- _What you will do_
- A) In the essay about picking up the phone, why did the writer give up on having thousands of friends and focus on a few instead? Answer in one to three sentences.
- B) Translate this sentence from the essay about picking up the phone into Spanish: "Committing to depth, meaning, and intentionality in relationships is hard because life is hard."
- C) Write the next part of the essay about picking up the phone, beginning right after its final sentence.

- _Source document_
----------------

Pick Up The Phone

Have a phonebia? When did the phone get to be so scary? Smartphones seem to be used more for hiding than for actual human contact. 

I’ve been really bad at getting back to people lately. Really bad. Calling, texting, pigeon mail. All of it. Bad. A reason could very well be that I am navigating the unknown territory of fatherhood. I think that’s just an excuse.

A Shallow Many For Depth In Few

There was a time in life when I was well connected. I had thousands of Facebook friends. I had few actual friends. Almost none, honestly. There was no friend, circle, or community with whom I lived life portraying mutual honesty and transparency. Every acquaintance knew the facade I had built better than they knew me. So I burned out from the thousands-of-friends plan and chose instead to focus on a few.

I became highly intentional with calling, hanging out, checking in, and constantly affirming, “I love you, man” to my guy friends. Out of buddies, I made friends, and eventually brothers in whom I invested heavily. I had traded in a shallow many for depth in a few and I was grateful; happy to already have received funeral invitations for when these guys were lifeless old bags of skin.

But you only get to be a bag of skin by living some life. And life is difficult. Committing to depth, meaning, and intentionality in relationships is hard because life is hard. It’s not always paintball war bachelor parties, beers, and “you aiight, bruh? Cool cool.” It’s crying with one another, being honest even when it stings, and carrying each other’s burdens. As I type this, I’m sobered by the truth in what I’m saying and the falsehoods to which I’ve been clinging.

----------------

- _Entries supplied_
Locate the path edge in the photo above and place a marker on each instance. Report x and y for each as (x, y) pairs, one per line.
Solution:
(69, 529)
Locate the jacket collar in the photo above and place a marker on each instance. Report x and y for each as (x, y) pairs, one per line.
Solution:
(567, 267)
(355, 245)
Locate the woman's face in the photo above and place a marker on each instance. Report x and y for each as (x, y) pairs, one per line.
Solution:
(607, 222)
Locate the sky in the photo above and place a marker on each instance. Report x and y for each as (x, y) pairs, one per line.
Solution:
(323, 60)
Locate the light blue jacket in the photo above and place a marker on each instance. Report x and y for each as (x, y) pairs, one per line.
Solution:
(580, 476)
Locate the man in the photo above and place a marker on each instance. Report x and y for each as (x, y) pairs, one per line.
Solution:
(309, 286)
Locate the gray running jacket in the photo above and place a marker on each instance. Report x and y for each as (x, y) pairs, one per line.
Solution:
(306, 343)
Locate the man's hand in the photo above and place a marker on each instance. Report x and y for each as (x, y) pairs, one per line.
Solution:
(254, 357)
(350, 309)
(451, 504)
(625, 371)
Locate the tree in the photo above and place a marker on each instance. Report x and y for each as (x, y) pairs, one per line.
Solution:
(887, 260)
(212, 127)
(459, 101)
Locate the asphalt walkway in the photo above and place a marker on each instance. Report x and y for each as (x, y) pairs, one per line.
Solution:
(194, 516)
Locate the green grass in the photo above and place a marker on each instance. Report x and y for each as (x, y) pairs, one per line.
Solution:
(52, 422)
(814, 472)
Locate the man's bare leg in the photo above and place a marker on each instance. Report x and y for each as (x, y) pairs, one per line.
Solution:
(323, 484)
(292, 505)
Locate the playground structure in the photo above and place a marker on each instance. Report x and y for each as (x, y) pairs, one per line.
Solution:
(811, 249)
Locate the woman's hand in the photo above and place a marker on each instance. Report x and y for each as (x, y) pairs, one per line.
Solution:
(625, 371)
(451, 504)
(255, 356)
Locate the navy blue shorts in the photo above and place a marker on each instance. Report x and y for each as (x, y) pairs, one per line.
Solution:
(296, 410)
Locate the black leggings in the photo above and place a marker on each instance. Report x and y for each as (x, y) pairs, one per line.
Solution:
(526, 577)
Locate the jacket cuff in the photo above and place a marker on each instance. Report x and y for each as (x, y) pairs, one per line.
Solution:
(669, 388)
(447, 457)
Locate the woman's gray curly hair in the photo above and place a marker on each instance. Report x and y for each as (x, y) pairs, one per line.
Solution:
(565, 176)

----------------

- _Responses to the exercise_
- A) Despite thousands of Facebook friends, the writer had almost no actual friends and no one to live life with in mutual honesty and transparency. Acquaintances knew the facade the writer had built better than they knew the writer, and that approach led to burnout.

- B) Comprometerse con la profundidad, el significado y la intencionalidad en las relaciones es difícil porque la vida es difícil.

- C)
No stranger to mental illness, I’ve done this before. Letting phone calls ring to voicemail while imagining what my excuse would be as to why I didn’t pick up. Letting text messages or emails sit for days and pile up to a daunting number. Always apologizing for being MIA and emptily saying, “Let’s definitely catch up soon!” The truth is that life is hard for me right now, and I’m afraid to be honest and transparent about it. I’m afraid to lean on brothers.

Fight Or Flight

Originally conceptualized in terms of wild animals, it’s an idea with which we are all familiar. When in the face of opposition, instinct clicks in. Typically, that instinct is one of two actions: fight or flight. Do you fight? Do you argue your way out of things, flailing your arms? Do you get angry, unable to function until you land a fist in something? Or do you flee? Do you avoid uncomfortable situations or people? Do you procrastinate, putting things off until someone else lands a fist in something?

You’re no Sherlock if you think you have solved the mystery of what my instinct is. I, almost always, flee. I avoid, avoid, avoid. I hate conflict so I avoid it. I hate awkward situations so I avoid them. I hate mowing the lawn so I let it grow and tilt my head to the gutters. I hate talking politics so I limit my Facebook time. I hate going to the dentist so I let my teeth rot in my skull. Any uncomfortable situation I run into, I stop long enough to slap a smiley-face sticker on it so I don’t piss anyone off before I bolt the other direction.

So when my life got tough and my depression and anxiety turned from a simmer to a boil and then boiled over, I turned inward. I boarded up my house, treated my phone like a disease, and made friends with silhouetted furniture in my darkened living room. Loving friends called and I let it ring. Brothers texted and emailed. I let their messages sit. I have bolted from one extreme to another where once I had a thousand connections, now I’m content to be alone with a thousand problems.

The Problem With Avoiding Notifications 

My plan was to avoid uncomfortable vulnerability and potential awkwardness but I’m realizing that I’m running away from so much more. I’m not ignoring ringtones, notifications, or unread messages piling up in my inbox. I’m avoiding people. And not just people but friends, brothers. I don’t want a thousand empty friendships, shallow and meaningless. I want brotherhood. I want reality, authenticity, vulnerability. I want to carry my brother’s burden and for him to carry mine. But when push comes to shove and life gets hard, living like that takes a fearful intentionality. It takes bravery and courage, things that I have not had. At least not lately. I have been hiding. Isolating myself and allowing my investments in others and theirs in me to dissipate into ambiguity.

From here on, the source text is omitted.